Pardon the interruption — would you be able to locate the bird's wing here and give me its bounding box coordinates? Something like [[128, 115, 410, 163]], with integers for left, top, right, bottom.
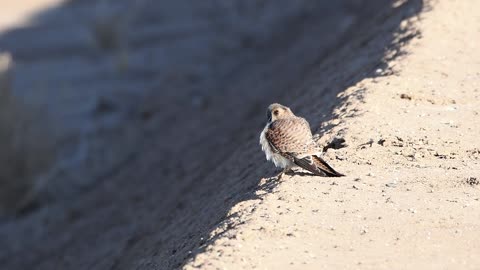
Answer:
[[265, 117, 318, 156], [265, 117, 343, 176]]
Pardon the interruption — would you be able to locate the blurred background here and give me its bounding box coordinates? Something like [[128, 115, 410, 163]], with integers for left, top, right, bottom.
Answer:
[[0, 0, 374, 213], [0, 0, 421, 269]]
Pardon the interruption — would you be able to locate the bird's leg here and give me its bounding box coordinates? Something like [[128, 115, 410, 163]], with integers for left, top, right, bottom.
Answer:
[[277, 166, 292, 181]]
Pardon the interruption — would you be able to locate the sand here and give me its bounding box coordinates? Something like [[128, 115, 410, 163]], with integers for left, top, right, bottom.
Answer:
[[0, 0, 480, 269]]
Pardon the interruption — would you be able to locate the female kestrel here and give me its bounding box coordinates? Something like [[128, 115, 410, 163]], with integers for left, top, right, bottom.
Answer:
[[260, 103, 344, 177]]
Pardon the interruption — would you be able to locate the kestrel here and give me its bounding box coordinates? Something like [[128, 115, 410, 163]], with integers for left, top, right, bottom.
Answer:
[[260, 103, 344, 177]]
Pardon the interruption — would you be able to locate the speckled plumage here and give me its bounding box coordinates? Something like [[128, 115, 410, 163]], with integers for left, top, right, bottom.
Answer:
[[260, 104, 343, 176]]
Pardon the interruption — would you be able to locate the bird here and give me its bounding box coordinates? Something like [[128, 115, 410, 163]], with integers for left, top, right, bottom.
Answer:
[[260, 103, 345, 179]]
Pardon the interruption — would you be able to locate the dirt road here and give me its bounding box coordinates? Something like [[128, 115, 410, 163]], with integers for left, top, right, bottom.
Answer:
[[186, 1, 480, 269], [0, 0, 480, 269]]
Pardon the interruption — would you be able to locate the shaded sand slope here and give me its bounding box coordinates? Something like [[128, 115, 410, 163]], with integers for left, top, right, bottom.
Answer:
[[0, 0, 422, 269], [186, 1, 480, 269]]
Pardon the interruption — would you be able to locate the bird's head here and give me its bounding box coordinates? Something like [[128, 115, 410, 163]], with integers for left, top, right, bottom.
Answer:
[[267, 103, 295, 122]]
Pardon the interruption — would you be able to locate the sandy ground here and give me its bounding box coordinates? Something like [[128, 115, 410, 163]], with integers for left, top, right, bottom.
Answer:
[[186, 1, 480, 269], [0, 0, 480, 269]]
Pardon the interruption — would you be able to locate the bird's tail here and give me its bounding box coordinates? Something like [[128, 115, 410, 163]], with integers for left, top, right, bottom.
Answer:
[[294, 155, 345, 177]]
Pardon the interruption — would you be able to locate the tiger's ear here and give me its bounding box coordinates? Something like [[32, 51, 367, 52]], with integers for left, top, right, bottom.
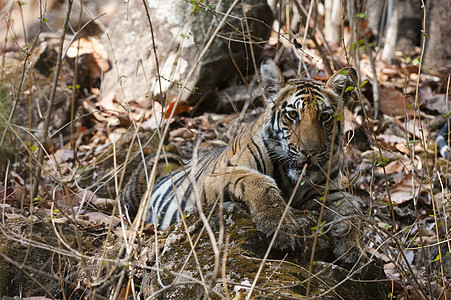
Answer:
[[260, 59, 285, 100], [326, 68, 357, 104]]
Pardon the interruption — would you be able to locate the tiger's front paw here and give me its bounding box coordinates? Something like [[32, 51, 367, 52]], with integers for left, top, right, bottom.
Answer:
[[253, 212, 300, 251]]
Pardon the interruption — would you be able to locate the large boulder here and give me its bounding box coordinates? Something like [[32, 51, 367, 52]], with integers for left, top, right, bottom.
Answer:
[[103, 0, 273, 104]]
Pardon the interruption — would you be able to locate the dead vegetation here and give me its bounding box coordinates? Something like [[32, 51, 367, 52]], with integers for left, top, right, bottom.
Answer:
[[0, 1, 451, 299]]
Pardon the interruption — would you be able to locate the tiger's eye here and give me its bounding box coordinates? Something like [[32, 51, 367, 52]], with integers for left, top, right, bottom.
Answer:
[[287, 110, 298, 120]]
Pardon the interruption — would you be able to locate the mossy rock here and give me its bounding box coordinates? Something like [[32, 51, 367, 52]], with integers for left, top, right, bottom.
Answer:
[[142, 202, 388, 299]]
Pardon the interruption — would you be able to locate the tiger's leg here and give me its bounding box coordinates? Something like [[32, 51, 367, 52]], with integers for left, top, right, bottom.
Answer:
[[120, 153, 184, 217], [325, 190, 366, 265], [204, 167, 299, 250]]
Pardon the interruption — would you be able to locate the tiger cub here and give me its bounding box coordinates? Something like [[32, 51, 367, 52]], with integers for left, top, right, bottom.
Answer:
[[120, 60, 366, 262]]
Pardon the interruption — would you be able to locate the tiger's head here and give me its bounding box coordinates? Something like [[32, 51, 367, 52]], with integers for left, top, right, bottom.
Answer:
[[261, 60, 356, 177]]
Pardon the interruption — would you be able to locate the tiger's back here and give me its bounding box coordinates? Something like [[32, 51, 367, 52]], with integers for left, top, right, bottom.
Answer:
[[121, 60, 360, 261]]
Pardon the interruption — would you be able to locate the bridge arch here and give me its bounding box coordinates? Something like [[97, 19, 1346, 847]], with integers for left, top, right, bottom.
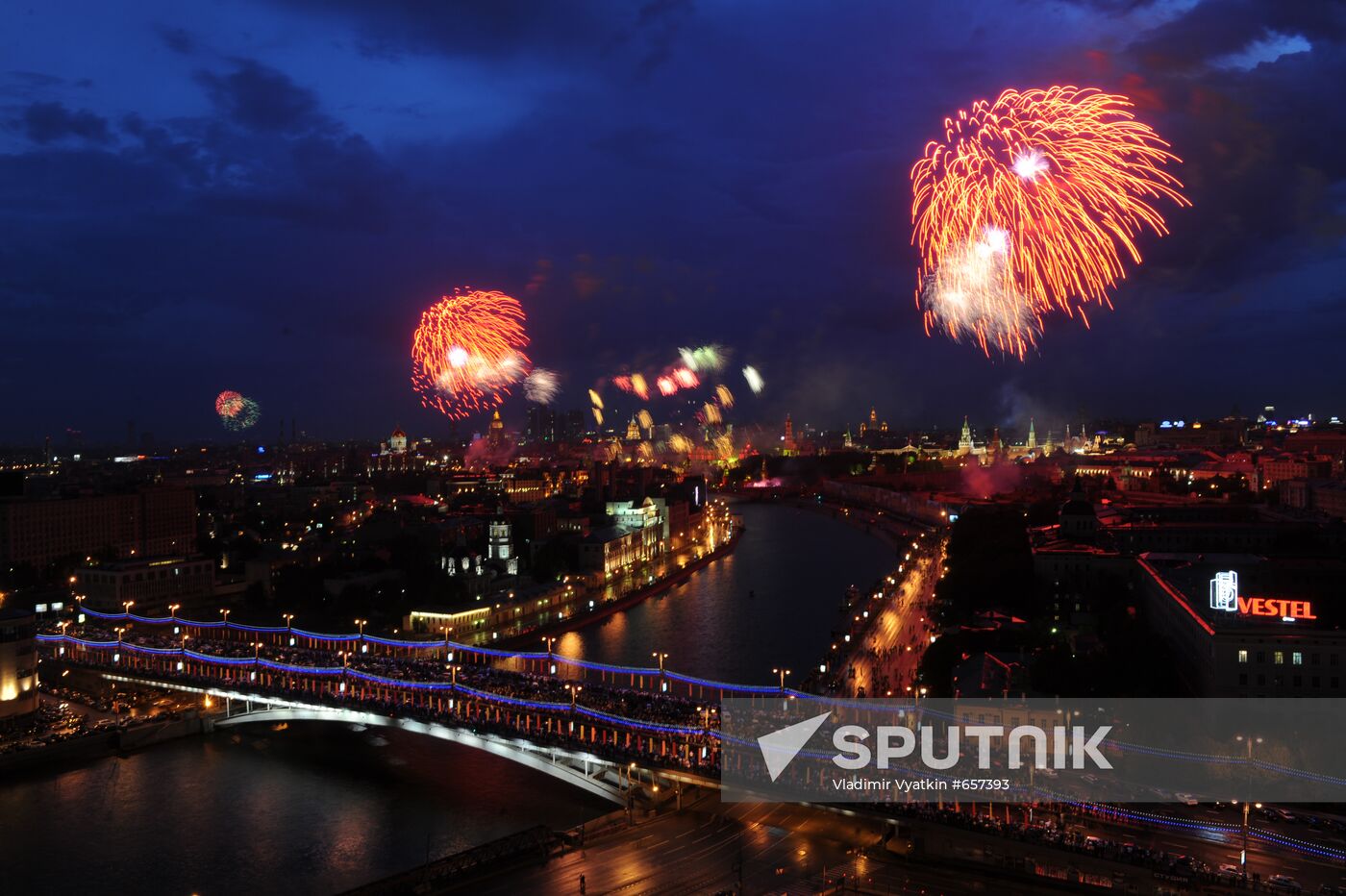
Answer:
[[104, 673, 630, 806], [214, 701, 626, 806]]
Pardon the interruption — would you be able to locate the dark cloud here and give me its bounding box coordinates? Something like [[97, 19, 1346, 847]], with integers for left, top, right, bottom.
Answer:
[[159, 27, 196, 57], [196, 60, 320, 134], [17, 102, 112, 144]]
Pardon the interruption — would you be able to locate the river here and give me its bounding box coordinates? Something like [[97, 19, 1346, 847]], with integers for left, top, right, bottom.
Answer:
[[0, 503, 892, 896], [556, 502, 895, 684]]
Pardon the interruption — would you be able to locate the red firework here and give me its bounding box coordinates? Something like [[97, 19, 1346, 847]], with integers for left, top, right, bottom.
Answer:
[[411, 289, 532, 420], [215, 388, 245, 417]]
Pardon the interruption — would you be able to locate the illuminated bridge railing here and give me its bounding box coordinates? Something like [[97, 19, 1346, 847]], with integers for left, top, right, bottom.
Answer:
[[37, 634, 719, 768], [65, 607, 785, 698]]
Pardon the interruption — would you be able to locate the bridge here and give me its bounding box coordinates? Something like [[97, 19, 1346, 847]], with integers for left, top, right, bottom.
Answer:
[[37, 609, 785, 805], [93, 671, 678, 806]]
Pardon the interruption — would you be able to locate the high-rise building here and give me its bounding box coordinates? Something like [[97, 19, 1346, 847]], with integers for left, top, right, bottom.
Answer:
[[781, 414, 800, 455], [0, 485, 196, 566], [486, 411, 505, 448], [526, 405, 558, 441], [959, 417, 972, 455]]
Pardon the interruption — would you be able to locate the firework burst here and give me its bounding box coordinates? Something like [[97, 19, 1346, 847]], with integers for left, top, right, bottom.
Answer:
[[411, 289, 531, 420], [911, 87, 1190, 358], [219, 395, 262, 432], [524, 367, 561, 405], [215, 388, 243, 417]]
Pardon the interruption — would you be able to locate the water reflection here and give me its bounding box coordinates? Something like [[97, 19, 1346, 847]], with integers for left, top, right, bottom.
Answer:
[[556, 503, 894, 684], [0, 722, 611, 896]]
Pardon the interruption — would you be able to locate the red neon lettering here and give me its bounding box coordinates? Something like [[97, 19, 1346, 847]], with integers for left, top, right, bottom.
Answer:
[[1238, 597, 1318, 619]]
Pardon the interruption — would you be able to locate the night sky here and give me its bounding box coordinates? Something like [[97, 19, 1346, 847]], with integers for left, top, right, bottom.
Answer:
[[0, 0, 1346, 444]]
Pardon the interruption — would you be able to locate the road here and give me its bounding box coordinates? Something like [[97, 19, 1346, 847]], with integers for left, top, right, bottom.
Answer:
[[844, 535, 943, 697], [468, 794, 1071, 896]]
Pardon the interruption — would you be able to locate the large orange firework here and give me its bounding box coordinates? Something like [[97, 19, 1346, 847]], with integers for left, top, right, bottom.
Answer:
[[911, 87, 1190, 358], [411, 289, 531, 420]]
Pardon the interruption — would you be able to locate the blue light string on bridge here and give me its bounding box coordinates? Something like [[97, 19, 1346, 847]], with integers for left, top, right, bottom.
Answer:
[[65, 606, 785, 685]]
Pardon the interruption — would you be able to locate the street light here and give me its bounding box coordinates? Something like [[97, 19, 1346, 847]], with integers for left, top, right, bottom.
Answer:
[[1234, 734, 1261, 882], [650, 650, 669, 691]]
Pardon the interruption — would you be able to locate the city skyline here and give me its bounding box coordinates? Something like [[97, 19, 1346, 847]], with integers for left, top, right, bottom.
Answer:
[[0, 3, 1346, 444]]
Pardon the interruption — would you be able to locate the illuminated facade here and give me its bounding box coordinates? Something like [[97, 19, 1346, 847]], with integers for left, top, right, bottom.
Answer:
[[0, 487, 196, 566], [1136, 555, 1346, 697], [0, 607, 37, 718], [75, 557, 215, 616]]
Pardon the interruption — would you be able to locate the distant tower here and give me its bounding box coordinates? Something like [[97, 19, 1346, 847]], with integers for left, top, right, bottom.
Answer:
[[486, 508, 518, 576]]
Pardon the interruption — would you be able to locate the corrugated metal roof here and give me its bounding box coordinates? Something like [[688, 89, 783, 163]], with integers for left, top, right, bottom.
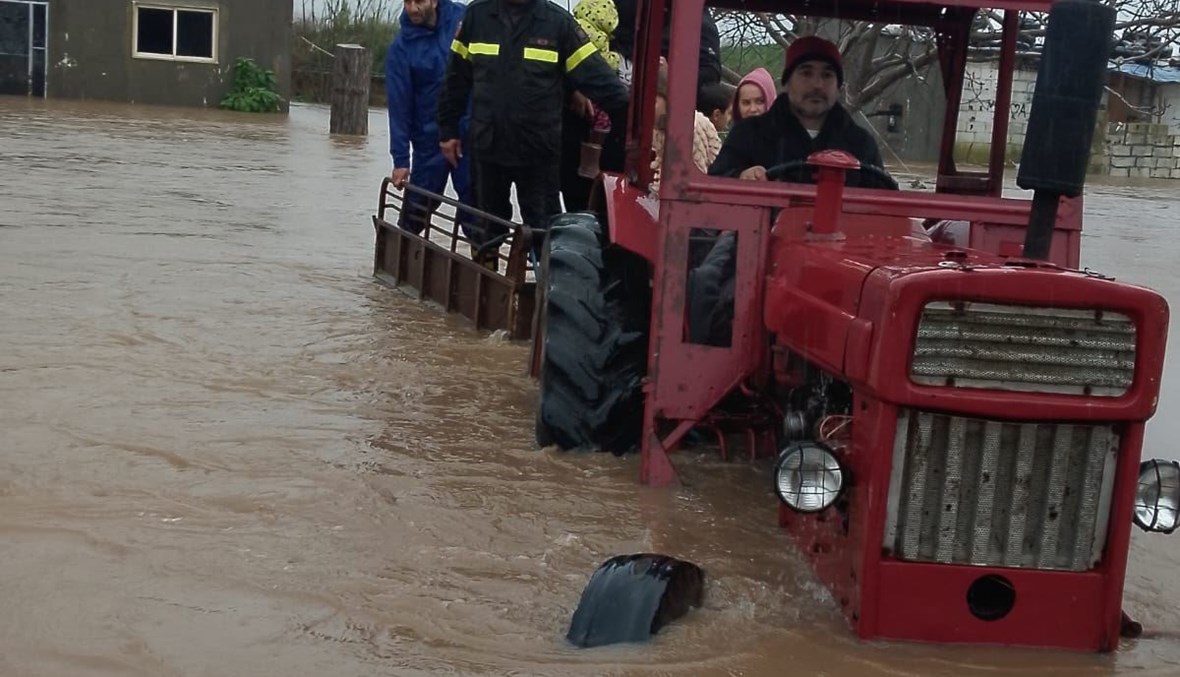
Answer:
[[1108, 61, 1180, 84]]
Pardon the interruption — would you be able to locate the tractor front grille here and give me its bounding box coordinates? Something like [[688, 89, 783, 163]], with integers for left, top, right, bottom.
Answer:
[[884, 409, 1119, 571], [910, 302, 1135, 396]]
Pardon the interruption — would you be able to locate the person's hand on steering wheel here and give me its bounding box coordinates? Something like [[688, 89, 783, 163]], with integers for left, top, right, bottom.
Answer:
[[738, 165, 771, 180]]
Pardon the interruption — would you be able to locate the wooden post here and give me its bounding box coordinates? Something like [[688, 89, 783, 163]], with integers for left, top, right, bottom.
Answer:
[[329, 45, 372, 136]]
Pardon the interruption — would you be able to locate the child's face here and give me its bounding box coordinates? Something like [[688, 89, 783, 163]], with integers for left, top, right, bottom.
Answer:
[[709, 106, 733, 132], [738, 83, 766, 119]]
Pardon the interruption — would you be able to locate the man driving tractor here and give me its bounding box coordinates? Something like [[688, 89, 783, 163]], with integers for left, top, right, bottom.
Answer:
[[709, 35, 894, 188]]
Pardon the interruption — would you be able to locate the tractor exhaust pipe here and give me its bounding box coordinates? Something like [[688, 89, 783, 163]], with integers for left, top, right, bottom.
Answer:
[[1016, 0, 1115, 259]]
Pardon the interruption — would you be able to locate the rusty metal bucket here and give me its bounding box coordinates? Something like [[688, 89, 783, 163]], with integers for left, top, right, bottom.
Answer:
[[373, 177, 537, 340]]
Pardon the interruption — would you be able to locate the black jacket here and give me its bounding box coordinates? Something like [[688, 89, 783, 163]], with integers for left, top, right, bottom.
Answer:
[[439, 0, 629, 166], [709, 94, 883, 188]]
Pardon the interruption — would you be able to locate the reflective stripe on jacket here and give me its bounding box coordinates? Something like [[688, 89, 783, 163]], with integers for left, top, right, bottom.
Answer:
[[439, 0, 629, 166]]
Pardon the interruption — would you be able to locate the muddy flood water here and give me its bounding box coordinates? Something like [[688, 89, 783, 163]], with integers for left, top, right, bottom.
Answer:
[[0, 99, 1180, 677]]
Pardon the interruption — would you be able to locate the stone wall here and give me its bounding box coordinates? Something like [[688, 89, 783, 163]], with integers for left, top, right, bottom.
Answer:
[[955, 63, 1036, 164], [955, 64, 1180, 179], [1100, 123, 1180, 178]]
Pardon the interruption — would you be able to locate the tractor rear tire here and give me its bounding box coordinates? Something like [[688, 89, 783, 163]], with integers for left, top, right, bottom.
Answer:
[[536, 212, 651, 454]]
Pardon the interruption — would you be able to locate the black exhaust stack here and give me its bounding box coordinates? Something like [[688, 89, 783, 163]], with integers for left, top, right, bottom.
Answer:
[[1016, 0, 1115, 258]]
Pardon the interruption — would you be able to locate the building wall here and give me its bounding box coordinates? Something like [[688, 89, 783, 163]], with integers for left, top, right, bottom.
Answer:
[[955, 63, 1036, 164], [47, 0, 293, 107], [1156, 83, 1180, 133], [1101, 123, 1180, 178], [856, 65, 946, 164]]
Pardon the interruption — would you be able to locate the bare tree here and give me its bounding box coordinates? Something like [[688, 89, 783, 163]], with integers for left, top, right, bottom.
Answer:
[[716, 0, 1180, 111]]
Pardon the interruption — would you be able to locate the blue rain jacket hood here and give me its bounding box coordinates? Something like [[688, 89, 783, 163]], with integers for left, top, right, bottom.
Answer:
[[385, 0, 471, 167]]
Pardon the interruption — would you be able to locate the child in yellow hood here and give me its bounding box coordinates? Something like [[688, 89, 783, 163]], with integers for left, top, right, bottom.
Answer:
[[573, 0, 621, 72]]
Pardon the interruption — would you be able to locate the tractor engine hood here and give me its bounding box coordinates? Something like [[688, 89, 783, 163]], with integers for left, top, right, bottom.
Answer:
[[765, 236, 1168, 420]]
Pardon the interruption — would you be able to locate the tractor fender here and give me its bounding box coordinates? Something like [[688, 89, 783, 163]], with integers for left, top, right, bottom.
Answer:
[[590, 173, 660, 265]]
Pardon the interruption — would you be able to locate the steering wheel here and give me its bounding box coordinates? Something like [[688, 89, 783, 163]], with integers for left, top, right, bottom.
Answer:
[[755, 160, 898, 190]]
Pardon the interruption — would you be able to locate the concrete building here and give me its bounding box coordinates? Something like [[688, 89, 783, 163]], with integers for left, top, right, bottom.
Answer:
[[0, 0, 293, 106]]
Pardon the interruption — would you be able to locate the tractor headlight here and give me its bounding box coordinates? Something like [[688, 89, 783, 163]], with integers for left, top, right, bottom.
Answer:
[[1135, 459, 1180, 533], [774, 442, 844, 512]]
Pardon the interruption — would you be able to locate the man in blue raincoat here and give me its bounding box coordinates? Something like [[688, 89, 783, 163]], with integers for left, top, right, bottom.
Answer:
[[385, 0, 474, 237]]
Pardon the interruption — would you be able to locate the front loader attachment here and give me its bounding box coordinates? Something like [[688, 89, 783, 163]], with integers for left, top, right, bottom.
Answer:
[[373, 177, 542, 340]]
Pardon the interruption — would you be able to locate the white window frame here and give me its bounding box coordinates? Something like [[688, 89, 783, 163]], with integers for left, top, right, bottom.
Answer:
[[131, 2, 221, 64]]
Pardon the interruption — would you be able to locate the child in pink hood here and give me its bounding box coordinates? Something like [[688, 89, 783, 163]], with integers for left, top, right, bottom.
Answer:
[[732, 68, 778, 124]]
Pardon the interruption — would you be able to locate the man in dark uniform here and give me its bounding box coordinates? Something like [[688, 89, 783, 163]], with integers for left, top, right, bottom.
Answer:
[[709, 35, 897, 188], [439, 0, 629, 267]]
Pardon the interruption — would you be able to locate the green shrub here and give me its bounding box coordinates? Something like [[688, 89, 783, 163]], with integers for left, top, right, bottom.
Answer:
[[221, 58, 283, 113]]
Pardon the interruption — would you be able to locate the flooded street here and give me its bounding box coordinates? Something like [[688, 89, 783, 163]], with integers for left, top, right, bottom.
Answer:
[[0, 98, 1180, 677]]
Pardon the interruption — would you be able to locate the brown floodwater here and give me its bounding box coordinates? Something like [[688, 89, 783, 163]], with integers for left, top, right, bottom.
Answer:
[[0, 99, 1180, 677]]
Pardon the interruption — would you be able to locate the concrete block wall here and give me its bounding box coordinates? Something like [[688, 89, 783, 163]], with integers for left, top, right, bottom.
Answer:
[[1104, 123, 1180, 178], [955, 63, 1036, 162]]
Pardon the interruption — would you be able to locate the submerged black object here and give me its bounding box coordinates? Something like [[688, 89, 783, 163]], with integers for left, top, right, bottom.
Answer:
[[565, 554, 704, 648]]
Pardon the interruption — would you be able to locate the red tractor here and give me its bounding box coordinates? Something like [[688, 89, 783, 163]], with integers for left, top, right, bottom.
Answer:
[[374, 0, 1180, 651], [535, 0, 1180, 651]]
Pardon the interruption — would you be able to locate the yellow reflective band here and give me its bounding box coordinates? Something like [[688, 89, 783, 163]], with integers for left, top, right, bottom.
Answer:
[[524, 47, 557, 64], [565, 42, 598, 73], [467, 42, 500, 57]]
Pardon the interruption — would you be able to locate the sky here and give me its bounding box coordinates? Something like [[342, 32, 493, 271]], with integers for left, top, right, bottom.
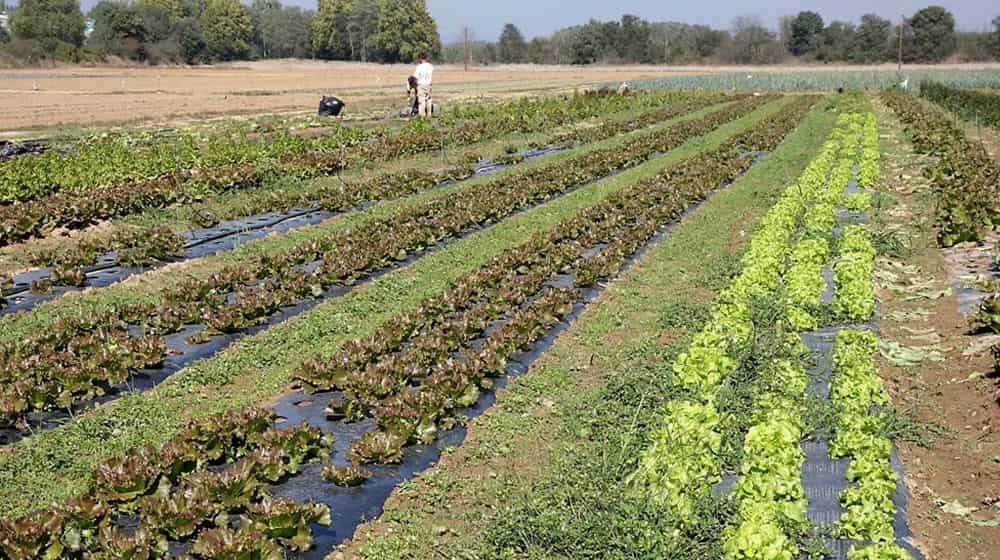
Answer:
[[60, 0, 1000, 38], [422, 0, 1000, 43]]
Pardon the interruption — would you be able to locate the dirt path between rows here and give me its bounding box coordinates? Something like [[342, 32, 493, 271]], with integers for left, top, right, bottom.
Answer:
[[875, 97, 1000, 560]]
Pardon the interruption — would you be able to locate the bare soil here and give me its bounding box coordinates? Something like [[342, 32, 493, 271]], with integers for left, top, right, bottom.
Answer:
[[0, 60, 996, 138], [877, 100, 1000, 560], [0, 60, 687, 137]]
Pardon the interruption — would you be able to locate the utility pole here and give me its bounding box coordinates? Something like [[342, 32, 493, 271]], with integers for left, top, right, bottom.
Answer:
[[897, 16, 906, 72], [462, 26, 472, 72]]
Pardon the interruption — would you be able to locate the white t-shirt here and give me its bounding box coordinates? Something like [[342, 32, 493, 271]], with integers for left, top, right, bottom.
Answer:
[[413, 62, 434, 86]]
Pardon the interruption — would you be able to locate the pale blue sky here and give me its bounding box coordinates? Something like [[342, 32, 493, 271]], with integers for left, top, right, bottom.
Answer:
[[422, 0, 1000, 43], [68, 0, 1000, 39]]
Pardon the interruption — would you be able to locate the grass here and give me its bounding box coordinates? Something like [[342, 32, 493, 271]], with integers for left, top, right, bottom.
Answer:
[[0, 95, 796, 518], [342, 94, 835, 560]]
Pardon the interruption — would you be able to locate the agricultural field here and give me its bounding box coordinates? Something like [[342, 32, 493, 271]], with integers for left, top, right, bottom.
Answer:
[[0, 70, 1000, 560]]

━━━━━━━━━━

=== Exercise instructions ===
Can you arrange the stretch from the line containing "locate the sky" through the end of the records as a two-column CSV with headers input and output, one row per record, each value in a single quoted field with line breaks replaced by spaces? Leave the pictures out.

=== Completed task ===
input,output
"Pardon the interruption — would you be able to locate the sky here and give me its bounding box coordinates? Something like [[342, 32, 493, 271]], with integers for left, top, right, bottom. Answer:","[[60, 0, 1000, 38], [422, 0, 1000, 43]]"
"Pardon the interruption — would you be able to locate the dirt path between rows here and give me its bounding box coordinates? Something like [[342, 32, 493, 271]], with integers for left, top, right, bottom. Answer:","[[875, 97, 1000, 560]]"
"Pardon the interruption — would you be able to locate the bare soil here and give me its bounding box coordinates? Something like [[342, 32, 493, 271]], with integers for left, top, right, bottom. Answer:","[[0, 60, 996, 138], [877, 100, 1000, 560], [0, 60, 687, 137]]"
"Pardon the interruption — would you be able to locate the utility pole here and give me its bounding box coordinates? Something like [[342, 32, 493, 271]], with integers for left, top, right, bottom. Answer:","[[897, 16, 906, 72], [462, 26, 472, 72]]"
"Pardon the interruption — would you be able to locate the white t-shirt here and give me its bounding box coordinates? Something like [[342, 32, 493, 271]], with integers for left, top, right, bottom. Answer:","[[413, 62, 434, 86]]"
"Pardon the interruption — would you be able to locate the pale blue sky here and give me its bounding box coordinates? Something like [[342, 32, 493, 271]], with integers for left, top, right, bottom. Answer:","[[422, 0, 1000, 43], [68, 0, 1000, 39]]"
"Pardon the interruption — would you be able to locate the grass here and give me its bounding box coordinates? Something like [[342, 32, 493, 271]], with integers for left, top, right, bottom. Answer:","[[0, 95, 796, 518], [342, 94, 835, 560]]"
"Pardon the interruption — would you be able to locate the agricultural field here and give me its bounding box coordinates? Something like [[342, 32, 493, 271]], with integers for left, top, right, bottom. Answer:","[[0, 70, 1000, 560]]"